● **DIRECTIONS**
Please return each line of the records below that contains the string "wind". Case counts.

start THE RECORDS

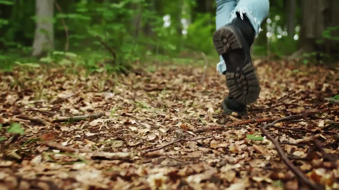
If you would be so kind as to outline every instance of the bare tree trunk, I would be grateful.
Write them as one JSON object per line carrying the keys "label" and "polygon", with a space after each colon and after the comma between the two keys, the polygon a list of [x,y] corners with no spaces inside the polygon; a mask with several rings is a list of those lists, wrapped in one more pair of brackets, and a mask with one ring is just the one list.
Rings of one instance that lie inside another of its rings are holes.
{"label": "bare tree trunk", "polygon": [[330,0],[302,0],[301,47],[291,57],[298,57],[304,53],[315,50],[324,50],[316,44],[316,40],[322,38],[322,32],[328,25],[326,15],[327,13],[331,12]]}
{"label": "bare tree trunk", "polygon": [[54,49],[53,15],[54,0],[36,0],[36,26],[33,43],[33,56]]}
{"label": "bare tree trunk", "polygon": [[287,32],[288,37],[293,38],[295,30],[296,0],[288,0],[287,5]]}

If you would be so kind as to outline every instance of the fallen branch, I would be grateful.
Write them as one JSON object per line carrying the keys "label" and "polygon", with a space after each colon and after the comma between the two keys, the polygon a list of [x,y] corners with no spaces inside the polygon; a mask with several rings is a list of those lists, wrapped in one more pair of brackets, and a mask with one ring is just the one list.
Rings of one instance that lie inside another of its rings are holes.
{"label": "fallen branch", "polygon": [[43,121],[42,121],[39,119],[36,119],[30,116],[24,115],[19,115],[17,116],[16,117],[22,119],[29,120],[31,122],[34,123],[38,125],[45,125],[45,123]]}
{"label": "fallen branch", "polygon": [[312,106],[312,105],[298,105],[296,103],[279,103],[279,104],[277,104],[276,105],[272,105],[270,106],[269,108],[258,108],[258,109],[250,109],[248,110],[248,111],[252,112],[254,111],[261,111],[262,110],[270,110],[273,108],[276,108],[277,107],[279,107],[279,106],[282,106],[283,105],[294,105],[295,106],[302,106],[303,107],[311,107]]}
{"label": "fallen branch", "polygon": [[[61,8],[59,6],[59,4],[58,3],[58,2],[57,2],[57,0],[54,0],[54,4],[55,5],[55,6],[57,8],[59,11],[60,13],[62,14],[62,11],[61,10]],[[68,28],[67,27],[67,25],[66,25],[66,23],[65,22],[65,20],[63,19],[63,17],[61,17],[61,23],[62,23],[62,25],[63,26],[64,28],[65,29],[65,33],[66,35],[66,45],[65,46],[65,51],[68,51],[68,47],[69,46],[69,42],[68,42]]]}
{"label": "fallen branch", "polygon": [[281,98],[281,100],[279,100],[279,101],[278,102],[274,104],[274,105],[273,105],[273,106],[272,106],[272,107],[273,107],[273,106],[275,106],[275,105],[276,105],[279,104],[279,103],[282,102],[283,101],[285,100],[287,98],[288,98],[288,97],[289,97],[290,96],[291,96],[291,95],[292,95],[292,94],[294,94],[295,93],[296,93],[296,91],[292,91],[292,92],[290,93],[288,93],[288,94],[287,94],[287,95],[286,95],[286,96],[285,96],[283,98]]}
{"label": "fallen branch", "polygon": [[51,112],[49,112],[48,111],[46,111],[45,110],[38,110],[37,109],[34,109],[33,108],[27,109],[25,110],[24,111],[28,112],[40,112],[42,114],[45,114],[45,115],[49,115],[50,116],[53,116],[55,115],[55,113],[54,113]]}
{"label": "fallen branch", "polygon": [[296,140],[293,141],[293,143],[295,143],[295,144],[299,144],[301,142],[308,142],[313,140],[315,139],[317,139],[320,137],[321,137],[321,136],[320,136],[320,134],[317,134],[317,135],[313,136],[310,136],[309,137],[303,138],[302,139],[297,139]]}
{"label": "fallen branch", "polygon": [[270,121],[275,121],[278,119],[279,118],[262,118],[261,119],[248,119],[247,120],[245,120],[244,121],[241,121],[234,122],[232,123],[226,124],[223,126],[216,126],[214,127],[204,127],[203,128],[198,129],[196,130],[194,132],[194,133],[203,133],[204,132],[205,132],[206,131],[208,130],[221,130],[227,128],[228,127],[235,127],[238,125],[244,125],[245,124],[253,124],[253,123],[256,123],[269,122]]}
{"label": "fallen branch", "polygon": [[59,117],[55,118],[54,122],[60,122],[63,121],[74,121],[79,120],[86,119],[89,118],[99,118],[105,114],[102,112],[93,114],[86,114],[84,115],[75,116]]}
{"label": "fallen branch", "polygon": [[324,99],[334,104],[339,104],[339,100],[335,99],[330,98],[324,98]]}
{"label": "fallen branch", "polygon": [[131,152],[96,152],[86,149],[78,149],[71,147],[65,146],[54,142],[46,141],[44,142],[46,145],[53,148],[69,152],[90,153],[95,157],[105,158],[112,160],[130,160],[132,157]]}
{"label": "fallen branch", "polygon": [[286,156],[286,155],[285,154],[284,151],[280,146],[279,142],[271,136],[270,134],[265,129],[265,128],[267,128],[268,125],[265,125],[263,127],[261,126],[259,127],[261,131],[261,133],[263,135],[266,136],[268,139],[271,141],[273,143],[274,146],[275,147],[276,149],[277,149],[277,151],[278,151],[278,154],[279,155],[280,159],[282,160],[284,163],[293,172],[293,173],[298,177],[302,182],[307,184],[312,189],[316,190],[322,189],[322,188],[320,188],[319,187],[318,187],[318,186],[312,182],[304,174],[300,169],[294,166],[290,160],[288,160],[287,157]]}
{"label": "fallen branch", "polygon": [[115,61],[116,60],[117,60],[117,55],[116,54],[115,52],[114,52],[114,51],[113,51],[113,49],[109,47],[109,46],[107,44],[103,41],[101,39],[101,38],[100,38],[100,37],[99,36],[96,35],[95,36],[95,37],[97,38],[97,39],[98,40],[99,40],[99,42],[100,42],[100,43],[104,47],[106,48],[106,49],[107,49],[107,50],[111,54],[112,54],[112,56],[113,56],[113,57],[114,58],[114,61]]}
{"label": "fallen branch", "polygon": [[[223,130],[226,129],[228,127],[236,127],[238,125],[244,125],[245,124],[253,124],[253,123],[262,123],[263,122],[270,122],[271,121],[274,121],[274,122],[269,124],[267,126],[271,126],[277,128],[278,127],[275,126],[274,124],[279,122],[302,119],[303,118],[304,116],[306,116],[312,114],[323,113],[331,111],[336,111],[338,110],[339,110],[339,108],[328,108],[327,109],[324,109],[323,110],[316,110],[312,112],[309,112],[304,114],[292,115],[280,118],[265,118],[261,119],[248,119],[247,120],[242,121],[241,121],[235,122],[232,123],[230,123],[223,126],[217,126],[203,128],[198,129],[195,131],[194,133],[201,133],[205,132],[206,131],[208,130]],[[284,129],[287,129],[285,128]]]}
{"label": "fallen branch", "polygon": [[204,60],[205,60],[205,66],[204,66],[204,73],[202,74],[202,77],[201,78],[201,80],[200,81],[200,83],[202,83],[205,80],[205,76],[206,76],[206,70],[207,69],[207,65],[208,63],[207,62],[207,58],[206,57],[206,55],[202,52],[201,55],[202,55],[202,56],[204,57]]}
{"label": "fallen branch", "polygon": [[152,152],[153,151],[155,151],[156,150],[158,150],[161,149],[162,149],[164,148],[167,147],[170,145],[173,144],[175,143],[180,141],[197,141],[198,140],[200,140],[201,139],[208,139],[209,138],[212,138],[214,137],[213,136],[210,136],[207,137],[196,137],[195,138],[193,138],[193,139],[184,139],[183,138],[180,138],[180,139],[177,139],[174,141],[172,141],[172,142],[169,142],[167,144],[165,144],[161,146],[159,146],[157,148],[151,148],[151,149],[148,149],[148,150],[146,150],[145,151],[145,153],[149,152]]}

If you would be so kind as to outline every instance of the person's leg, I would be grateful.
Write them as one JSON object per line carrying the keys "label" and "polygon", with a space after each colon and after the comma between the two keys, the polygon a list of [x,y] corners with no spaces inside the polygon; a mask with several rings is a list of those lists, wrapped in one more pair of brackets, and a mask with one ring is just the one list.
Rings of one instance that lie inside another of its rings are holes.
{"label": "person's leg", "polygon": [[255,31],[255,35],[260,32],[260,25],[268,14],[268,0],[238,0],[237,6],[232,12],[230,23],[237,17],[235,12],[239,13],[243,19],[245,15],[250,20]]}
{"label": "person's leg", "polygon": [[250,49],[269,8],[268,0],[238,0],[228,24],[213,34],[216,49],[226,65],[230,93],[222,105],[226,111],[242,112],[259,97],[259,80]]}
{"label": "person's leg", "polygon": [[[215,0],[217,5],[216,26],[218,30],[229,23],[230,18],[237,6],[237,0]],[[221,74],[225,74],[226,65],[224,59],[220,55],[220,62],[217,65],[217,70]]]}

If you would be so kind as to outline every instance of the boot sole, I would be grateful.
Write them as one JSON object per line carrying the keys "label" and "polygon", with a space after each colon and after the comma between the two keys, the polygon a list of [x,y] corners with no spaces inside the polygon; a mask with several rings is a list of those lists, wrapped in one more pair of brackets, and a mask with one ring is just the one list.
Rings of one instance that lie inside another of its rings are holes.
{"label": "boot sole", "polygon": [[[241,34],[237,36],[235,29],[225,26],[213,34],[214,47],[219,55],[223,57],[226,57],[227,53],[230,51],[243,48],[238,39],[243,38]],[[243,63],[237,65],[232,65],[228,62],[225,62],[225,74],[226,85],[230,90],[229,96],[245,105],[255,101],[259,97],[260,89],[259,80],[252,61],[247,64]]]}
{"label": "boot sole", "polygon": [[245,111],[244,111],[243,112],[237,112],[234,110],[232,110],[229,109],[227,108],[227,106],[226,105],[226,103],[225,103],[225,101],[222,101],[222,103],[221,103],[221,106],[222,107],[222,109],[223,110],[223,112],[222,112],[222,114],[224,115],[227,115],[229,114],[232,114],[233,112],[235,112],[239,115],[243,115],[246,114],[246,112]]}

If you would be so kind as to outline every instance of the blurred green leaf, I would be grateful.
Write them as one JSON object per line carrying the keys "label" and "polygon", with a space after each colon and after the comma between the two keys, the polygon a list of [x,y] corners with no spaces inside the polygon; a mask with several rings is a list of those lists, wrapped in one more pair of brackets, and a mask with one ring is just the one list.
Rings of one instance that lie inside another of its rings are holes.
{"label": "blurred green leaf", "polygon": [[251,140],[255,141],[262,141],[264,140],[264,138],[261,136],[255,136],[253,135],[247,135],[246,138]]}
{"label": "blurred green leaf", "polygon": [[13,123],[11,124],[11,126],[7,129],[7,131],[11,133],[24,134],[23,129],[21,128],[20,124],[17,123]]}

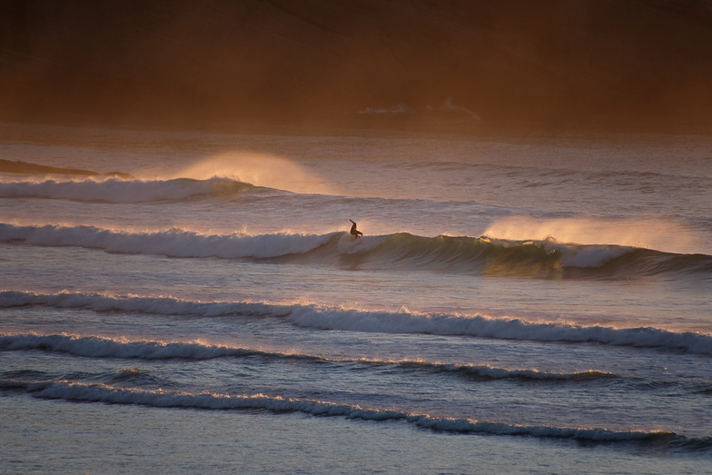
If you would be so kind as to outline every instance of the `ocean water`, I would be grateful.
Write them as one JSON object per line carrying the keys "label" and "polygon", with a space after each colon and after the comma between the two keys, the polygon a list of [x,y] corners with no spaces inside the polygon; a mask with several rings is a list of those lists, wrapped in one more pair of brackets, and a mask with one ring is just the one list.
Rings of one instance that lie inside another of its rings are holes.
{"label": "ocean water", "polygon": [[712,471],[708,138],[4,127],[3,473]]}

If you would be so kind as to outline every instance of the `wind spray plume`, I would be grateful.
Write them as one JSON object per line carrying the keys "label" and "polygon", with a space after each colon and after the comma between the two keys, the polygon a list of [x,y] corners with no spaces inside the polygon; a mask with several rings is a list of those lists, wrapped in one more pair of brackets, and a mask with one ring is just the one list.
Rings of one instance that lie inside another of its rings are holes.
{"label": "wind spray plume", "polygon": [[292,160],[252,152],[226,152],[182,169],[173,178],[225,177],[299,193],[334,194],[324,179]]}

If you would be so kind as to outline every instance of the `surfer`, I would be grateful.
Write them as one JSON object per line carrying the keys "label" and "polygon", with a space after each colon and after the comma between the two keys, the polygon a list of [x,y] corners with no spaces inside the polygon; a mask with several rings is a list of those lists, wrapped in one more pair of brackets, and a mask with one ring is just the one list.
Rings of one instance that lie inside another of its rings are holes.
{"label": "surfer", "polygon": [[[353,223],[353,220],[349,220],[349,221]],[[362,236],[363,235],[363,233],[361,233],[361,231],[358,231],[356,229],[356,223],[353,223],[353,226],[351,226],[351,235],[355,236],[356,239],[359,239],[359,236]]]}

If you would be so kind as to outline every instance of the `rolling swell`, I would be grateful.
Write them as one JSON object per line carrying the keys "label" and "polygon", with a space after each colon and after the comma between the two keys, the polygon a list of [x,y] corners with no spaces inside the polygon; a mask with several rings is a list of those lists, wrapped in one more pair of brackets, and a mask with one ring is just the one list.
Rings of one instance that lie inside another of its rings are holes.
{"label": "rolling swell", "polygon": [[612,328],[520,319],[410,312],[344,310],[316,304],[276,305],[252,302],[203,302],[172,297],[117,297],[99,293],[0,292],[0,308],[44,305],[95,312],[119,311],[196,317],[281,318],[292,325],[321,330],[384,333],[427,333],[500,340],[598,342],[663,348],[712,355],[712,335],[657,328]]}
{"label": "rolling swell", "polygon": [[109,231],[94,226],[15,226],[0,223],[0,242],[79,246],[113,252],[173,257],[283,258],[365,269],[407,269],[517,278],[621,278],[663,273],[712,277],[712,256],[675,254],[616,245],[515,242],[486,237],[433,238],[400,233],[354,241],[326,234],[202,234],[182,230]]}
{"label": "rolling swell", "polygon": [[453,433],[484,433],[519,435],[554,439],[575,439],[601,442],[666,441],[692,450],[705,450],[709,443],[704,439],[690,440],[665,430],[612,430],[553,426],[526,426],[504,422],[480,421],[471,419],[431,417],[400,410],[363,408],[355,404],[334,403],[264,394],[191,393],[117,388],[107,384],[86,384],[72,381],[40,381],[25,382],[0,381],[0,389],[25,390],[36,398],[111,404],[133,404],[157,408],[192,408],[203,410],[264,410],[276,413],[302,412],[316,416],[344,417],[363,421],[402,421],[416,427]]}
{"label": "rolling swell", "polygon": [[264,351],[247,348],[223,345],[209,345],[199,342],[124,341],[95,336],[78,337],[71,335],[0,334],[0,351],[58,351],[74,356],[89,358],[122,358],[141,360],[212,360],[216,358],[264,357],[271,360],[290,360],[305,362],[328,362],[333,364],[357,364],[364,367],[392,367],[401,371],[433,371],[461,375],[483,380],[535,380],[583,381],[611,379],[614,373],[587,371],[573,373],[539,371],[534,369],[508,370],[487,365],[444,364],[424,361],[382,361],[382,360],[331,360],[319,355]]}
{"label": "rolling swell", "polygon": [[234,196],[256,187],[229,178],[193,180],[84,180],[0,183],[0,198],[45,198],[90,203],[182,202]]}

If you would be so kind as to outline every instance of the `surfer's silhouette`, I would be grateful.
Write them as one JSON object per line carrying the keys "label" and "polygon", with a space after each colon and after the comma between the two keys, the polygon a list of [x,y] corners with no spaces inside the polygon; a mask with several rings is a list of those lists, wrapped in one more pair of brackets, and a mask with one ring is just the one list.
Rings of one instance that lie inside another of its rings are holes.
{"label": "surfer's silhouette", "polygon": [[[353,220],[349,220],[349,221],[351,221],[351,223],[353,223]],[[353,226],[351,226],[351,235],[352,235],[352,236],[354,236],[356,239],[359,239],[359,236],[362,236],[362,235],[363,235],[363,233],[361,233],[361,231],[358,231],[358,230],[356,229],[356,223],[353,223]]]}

end THE RECORDS

● **EXPECTED OUTPUT**
If you would be so kind as to outline every instance of the `wind spray plume`, I would be grateful.
{"label": "wind spray plume", "polygon": [[292,160],[252,152],[226,152],[182,169],[173,178],[225,177],[299,193],[334,194],[324,179]]}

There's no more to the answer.